Below is a block of records; please copy all of them exactly.

::: Dataset extract :::

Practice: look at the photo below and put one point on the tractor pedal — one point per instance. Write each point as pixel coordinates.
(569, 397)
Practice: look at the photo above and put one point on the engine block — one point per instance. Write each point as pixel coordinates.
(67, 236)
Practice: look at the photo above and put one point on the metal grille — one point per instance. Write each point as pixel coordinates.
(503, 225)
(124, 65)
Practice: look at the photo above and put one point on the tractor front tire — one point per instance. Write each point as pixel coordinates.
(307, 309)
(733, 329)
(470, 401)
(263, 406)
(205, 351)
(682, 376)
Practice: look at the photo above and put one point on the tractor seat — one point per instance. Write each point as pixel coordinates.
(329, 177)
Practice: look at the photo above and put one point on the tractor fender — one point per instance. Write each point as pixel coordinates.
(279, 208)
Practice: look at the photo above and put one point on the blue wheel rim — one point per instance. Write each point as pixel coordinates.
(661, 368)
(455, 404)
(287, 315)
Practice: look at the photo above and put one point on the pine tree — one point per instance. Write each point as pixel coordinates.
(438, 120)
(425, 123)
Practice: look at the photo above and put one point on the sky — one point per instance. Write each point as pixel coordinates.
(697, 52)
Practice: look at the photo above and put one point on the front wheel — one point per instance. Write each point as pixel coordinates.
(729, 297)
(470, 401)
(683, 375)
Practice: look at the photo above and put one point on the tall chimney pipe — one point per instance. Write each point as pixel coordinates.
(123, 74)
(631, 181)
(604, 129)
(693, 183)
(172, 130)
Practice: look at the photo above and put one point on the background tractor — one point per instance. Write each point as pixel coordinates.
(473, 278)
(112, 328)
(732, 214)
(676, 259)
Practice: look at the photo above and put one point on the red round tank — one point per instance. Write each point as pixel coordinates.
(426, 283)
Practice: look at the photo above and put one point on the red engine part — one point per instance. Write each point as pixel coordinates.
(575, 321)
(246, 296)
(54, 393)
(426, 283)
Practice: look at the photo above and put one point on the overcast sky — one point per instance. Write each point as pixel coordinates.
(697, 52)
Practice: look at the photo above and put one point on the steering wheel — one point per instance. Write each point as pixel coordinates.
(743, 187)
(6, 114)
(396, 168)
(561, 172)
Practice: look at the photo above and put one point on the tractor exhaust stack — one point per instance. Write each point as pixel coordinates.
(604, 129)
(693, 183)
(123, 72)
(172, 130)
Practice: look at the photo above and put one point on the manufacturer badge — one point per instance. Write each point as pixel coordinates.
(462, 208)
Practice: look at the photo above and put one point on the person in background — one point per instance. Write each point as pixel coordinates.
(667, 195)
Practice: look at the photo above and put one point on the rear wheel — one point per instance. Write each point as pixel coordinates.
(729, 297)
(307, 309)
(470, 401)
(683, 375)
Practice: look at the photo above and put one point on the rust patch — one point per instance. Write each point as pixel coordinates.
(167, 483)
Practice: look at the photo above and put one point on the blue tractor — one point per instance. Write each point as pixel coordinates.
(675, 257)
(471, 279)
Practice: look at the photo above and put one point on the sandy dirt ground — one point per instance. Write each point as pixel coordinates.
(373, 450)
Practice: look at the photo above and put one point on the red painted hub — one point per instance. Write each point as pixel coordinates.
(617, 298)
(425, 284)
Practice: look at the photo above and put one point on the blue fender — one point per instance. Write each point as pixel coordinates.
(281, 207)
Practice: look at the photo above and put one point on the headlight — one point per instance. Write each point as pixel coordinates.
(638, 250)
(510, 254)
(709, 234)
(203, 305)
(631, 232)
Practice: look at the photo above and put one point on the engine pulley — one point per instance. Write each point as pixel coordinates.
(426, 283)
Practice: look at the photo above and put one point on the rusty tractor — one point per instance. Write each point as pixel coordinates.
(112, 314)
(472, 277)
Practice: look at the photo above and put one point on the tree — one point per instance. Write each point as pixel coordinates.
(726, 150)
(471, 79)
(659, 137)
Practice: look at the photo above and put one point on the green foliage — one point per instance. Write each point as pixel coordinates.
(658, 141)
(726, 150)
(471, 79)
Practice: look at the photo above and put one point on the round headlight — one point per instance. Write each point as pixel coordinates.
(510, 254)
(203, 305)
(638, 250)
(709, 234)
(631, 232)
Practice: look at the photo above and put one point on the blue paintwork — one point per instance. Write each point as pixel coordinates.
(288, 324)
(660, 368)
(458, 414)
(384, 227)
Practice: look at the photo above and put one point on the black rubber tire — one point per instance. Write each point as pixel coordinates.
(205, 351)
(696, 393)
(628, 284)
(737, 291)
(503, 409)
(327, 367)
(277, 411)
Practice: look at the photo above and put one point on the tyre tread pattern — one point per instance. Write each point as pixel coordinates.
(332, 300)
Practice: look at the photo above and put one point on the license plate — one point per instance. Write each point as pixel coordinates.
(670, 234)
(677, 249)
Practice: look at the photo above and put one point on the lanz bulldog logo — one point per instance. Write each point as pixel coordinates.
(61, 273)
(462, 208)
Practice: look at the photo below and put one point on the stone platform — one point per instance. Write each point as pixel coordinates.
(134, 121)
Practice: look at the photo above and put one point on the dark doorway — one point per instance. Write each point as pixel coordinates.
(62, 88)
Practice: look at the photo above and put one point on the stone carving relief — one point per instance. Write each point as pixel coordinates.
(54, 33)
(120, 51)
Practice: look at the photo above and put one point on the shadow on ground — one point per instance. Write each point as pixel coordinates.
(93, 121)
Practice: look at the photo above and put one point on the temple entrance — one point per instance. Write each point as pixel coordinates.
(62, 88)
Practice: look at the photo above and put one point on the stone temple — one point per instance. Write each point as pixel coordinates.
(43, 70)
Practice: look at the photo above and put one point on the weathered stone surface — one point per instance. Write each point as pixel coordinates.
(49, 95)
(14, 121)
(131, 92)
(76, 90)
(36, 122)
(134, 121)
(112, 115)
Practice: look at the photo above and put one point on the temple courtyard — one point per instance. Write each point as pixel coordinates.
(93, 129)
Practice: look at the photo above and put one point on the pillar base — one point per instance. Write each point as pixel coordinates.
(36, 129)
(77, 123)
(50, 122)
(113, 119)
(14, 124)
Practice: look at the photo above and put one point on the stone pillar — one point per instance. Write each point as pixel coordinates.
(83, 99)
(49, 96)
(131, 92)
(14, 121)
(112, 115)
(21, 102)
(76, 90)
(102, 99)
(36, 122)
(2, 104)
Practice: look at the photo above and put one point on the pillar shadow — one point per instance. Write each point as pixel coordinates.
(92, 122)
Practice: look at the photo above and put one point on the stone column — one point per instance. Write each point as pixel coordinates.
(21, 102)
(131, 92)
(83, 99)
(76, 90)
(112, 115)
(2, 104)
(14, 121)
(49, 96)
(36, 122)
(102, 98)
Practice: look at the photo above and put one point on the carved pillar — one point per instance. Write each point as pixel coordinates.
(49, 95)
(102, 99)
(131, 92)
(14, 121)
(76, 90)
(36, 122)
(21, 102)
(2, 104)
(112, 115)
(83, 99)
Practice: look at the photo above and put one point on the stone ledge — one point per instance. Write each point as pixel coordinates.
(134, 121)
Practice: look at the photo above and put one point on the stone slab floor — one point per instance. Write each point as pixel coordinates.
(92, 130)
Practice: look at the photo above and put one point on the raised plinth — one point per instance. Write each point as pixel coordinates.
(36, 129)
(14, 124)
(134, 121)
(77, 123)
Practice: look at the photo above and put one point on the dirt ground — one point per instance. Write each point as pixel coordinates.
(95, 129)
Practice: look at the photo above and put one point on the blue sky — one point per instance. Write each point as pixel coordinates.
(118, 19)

:::

Final answer:
Practice: look at the photo below and put one point on the tractor pedal — one point per instance. Write each point as pixel coordinates.
(569, 397)
Practice: look at the photo above and put one point on the engine block — one point per instance. Write each point as pixel coordinates.
(67, 236)
Practice: look at the photo above and put one point on the metal grille — one point per instance. Write each point as pixel coordinates.
(503, 225)
(124, 65)
Practice: look at the photo above and put one point on the tractor front tire — one point per instance. Write each point as pixel coordinates.
(307, 309)
(733, 329)
(470, 401)
(263, 406)
(205, 351)
(682, 376)
Practice: look at the photo above and put one point on the tractor seat — one point per instance. Write each point as pixel coordinates.
(329, 177)
Practice: look at the photo above and put one point on the tractor fender — one point per instance. Write each point as pixel coordinates.
(279, 208)
Practice: look at the photo above and put one point on the blue wheel rim — one point per instance. Write each point as pixel coordinates.
(661, 368)
(455, 404)
(287, 315)
Practice: look at the photo above and put one point on the pine tree — one point per instance. Write each point as pixel coordinates.
(438, 120)
(425, 123)
Practice: look at the photo above and put one point on the sky — one point per instance. Write each point as pixel coordinates.
(697, 52)
Practice: look at the photo above and put one point on the front wheel — one point per instance. Write each point as pixel coordinates.
(729, 297)
(470, 401)
(683, 375)
Practice: look at the photo above and put one point on the tall chimney pipe — one point per instance. Write each point as pixel coordinates.
(123, 74)
(631, 181)
(604, 129)
(693, 183)
(172, 130)
Practice: look at the photo above and put one point on the background tractor — one point per instance. Write each point as pixel coordinates.
(473, 278)
(112, 328)
(732, 214)
(676, 259)
Practice: look at the photo above and put one point on the red round tank — one point per instance. Write each point as pixel coordinates.
(426, 283)
Practice: look at the photo above and put one point on the red engine part — one point per instance. Write each point as pixel coordinates.
(575, 321)
(246, 296)
(54, 393)
(426, 283)
Practice: look at the photo above and put one point on the overcast sky — one point per instance. Write each point as pixel coordinates.
(697, 52)
Practice: look at the photo above and put one point on the steering wheel — one point per instance. Write each point as pixel coordinates.
(743, 187)
(6, 114)
(396, 168)
(561, 172)
Practice: look at the photo above and put one point on the tractor exhaust stack — one point per instance. Write each point as pixel coordinates.
(604, 129)
(693, 183)
(123, 72)
(172, 130)
Practice: look at the photo above and put one point on the manufacturer badge — one point per instance. Write each point as pixel coordinates.
(462, 208)
Practice: look at the photo above and put one point on the person in background — one point per instance. Write each point as pixel coordinates.
(667, 195)
Practice: look at the photo above and put one point on the rear wheel — one point per instance. Write each point as pixel coordinates.
(729, 297)
(307, 309)
(470, 401)
(683, 375)
Practice: look at the photo above and put one point on the rust patch — one point per instance. Write each point as pixel coordinates.
(167, 483)
Practice: look at the photo above and put one point on the blue tractor — one point per instance. Write each point as pixel coordinates.
(675, 257)
(471, 279)
Practice: look at the photo above and put one point on the sandy dirt ground — one point per instance. Write each point as pixel coordinates.
(373, 450)
Practice: look at the photo above and put one point on the red painted hub — one point per instance. Write each point as pixel coordinates.
(617, 298)
(425, 284)
Practice: look at the photo above and put one point on the blue fender — one point per instance. Write each point as pixel coordinates.
(281, 207)
Practice: look at the photo above and put one point on the headlight — one point per instance. Write each point as pixel coordinates.
(638, 250)
(510, 254)
(709, 234)
(203, 305)
(631, 232)
Practice: look at the photo above and put one point on the engine pulley — one point per instance. Write each point as pixel coordinates.
(426, 283)
Practice: look at the photo above and put one point on the rusty tractor — one point per instance. Write each point as pixel coordinates.
(112, 314)
(472, 277)
Practice: look at the photo above and put one point on the tree — one point per instance. Write each point as pixel coordinates.
(726, 150)
(471, 79)
(659, 137)
Practice: look at the photo above and put one point on the green foliage — one point per instance. Write each point as pixel coordinates.
(658, 141)
(726, 150)
(471, 79)
Practice: look at the photo above and put one point on the round headlight — one point per instance. Write each point as pixel coordinates.
(510, 254)
(203, 305)
(638, 250)
(709, 234)
(631, 232)
Practice: look at the photo above and put one point on the blue paintwork — one point per instance. Write each point as pixel coordinates.
(288, 324)
(660, 368)
(458, 414)
(384, 227)
Practice: look at the photo above and put one point on the black rubber tire — one point per instance. Write each point as pixel coordinates.
(205, 351)
(696, 393)
(628, 284)
(737, 291)
(503, 409)
(327, 367)
(277, 411)
Practice: look at the photo above and put one point on the tyre tread pattern — one point per instance. Write each point as pixel coordinates.
(332, 300)
Practice: look at the photo above and put one point on the license plate — one point per instance. Write each point as pixel coordinates.
(670, 234)
(677, 249)
Practice: look at the photo above and put one point on the lanz bulldog logo — one point per instance. Write each point as pixel coordinates.
(61, 273)
(462, 208)
Practice: look at the photo below and put one point on the stone platform — one point per instance. Write each point as pixel coordinates.
(134, 121)
Practice: look at the photo above and put one point on the dark doorway — one point per instance. Write each point as pixel coordinates.
(62, 88)
Practice: look at the photo above and put one point on the stone carving relief — one point per instance. Write each point as pixel coordinates.
(54, 33)
(120, 51)
Practice: look at the photo above and put one point on the shadow on ground — one point per instance. Write each point as pixel coordinates.
(93, 121)
Practice: look at the photo above and put one point on the temple entrance — one point per instance. Write each point as pixel coordinates.
(62, 88)
Practice: look at the photo above and put one point on the stone temple — one point per instance. Write each point as pixel coordinates.
(43, 70)
Practice: look at the photo above and put one point on the weathered stone surface — one point per instance. Write each point as pixel coordinates.
(49, 95)
(14, 121)
(131, 92)
(76, 90)
(36, 122)
(134, 121)
(112, 115)
Practice: look at the photo above and put one point on the temple courtyard — one point per instance. Write each point as pixel coordinates.
(93, 129)
Practice: look at the photo above and put one point on the pillar base — one point per instance. Write each point as pixel coordinates.
(36, 129)
(77, 123)
(50, 122)
(113, 119)
(14, 124)
Practice: look at the photo above and put one point on the stone pillar — one point per instance. Write each point as pixel coordinates.
(83, 99)
(49, 96)
(131, 92)
(14, 121)
(112, 115)
(21, 102)
(76, 90)
(102, 99)
(36, 122)
(2, 104)
Practice: look at the photo above and put one point on the pillar shadow — one point per instance. Write each point as pixel coordinates.
(92, 122)
Practice: look at the photo above and put one point on the stone column — one point per instance. Write each point as pixel coordinates.
(21, 102)
(131, 92)
(83, 99)
(76, 90)
(112, 115)
(2, 104)
(14, 121)
(49, 96)
(36, 122)
(102, 98)
Practice: look at the photo above and put one point on the carved pillar — one point per instance. Write each point as pixel coordinates.
(49, 95)
(102, 99)
(131, 92)
(14, 121)
(76, 90)
(36, 122)
(21, 102)
(2, 104)
(112, 115)
(83, 99)
Practice: look at the photo above and put one point on the stone ledge — one point per instance. Write each point as pixel coordinates.
(134, 121)
Practice: look at the photo above and put one point on the stone slab floor — one point per instance. Write each point as pixel coordinates.
(92, 130)
Practice: look at the photo above and put one point on the raised plinth — one point per instance. Write each point as pixel coordinates.
(36, 129)
(14, 124)
(134, 121)
(77, 123)
Practice: look at the photo above and put one point on the dirt ground — one point per instance. Write each point as pixel coordinates.
(95, 129)
Practice: look at the photo above and put one point on the blue sky — one point per instance. Write each point as pixel coordinates.
(118, 19)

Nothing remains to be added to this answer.